Lesetext =>
________________________

Leiharbeit ist für viele langzeitarbeitslose Arbeitnehmer der letzte Strohhalm, um jemals wieder eine Chance im ersten Arbeitsmarkt zu erhalten.

Wenn Sie mit den Verleihfirmen sprechen, werden Sie schnell feststellen, dass ein Großteil der vermittelten Arbeitskräfte durch die Unternehmen fest eingestellt worden ist. Auch hier liegt ein weiterer Vorteil klar auf der Hand: Das Unternehmen erhält die Möglichkeit, einen Beschäftigten zu testen. Dies ist ein positiver Nebeneffekt der Zeitarbeit, der vor allem kleinen, mittelständischen und Handwerksunternehmen zugute kommt, die keine eigenen Arbeitsabteilungen haben, von denen Schwankungen im Personal ausgeglichen werden können.

________________________

[Einträge]
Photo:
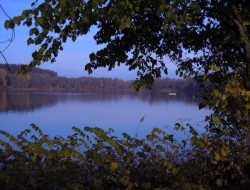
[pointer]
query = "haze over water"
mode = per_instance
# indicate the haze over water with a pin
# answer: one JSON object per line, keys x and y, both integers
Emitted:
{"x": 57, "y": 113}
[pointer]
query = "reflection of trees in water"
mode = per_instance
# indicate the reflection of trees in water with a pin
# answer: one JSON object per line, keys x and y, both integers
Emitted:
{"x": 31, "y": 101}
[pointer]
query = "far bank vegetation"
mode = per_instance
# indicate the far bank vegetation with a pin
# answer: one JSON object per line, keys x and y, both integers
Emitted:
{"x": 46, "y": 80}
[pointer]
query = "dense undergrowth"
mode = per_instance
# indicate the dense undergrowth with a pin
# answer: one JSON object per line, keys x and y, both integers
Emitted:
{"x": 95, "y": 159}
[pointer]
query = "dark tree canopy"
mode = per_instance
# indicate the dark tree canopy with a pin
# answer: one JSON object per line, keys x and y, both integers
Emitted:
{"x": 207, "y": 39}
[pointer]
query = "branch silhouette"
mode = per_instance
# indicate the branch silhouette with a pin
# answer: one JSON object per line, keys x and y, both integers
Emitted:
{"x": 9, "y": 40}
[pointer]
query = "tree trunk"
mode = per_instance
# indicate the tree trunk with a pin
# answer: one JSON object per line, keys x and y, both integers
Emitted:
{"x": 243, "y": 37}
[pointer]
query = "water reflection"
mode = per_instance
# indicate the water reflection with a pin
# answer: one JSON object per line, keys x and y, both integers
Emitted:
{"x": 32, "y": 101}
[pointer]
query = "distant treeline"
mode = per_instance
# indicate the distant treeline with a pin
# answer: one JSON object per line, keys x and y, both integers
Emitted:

________________________

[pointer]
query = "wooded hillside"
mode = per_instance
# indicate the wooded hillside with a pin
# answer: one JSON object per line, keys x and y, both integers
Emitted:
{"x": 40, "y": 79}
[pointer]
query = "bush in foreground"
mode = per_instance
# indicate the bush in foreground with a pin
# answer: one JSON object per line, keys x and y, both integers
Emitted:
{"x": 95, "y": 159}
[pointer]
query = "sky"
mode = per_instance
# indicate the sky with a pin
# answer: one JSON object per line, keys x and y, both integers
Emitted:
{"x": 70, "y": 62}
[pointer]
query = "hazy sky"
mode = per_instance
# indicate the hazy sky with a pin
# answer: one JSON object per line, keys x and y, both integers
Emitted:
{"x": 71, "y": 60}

________________________

Ziel =>
Entnehmen Sie dem Text zur Leiharbeit wortgetreu die Stelle, die mit „Leiharbeit ist für“ beginnt und mit „ausgeglichen werden können.“ endet.

Musterlösung =>
Leiharbeit ist für viele langzeitarbeitslose Arbeitnehmer der letzte Strohhalm, um jemals wieder eine Chance im ersten Arbeitsmarkt zu erhalten.

Wenn Sie mit den Verleihfirmen sprechen, werden Sie schnell feststellen, dass ein Großteil der vermittelten Arbeitskräfte durch die Unternehmen fest eingestellt worden ist. Auch hier liegt ein weiterer Vorteil klar auf der Hand: Das Unternehmen erhält die Möglichkeit, einen Beschäftigten zu testen. Dies ist ein positiver Nebeneffekt der Zeitarbeit, der vor allem kleinen, mittelständischen und Handwerksunternehmen zugute kommt, die keine eigenen Arbeitsabteilungen haben, von denen Schwankungen im Personal ausgeglichen werden können.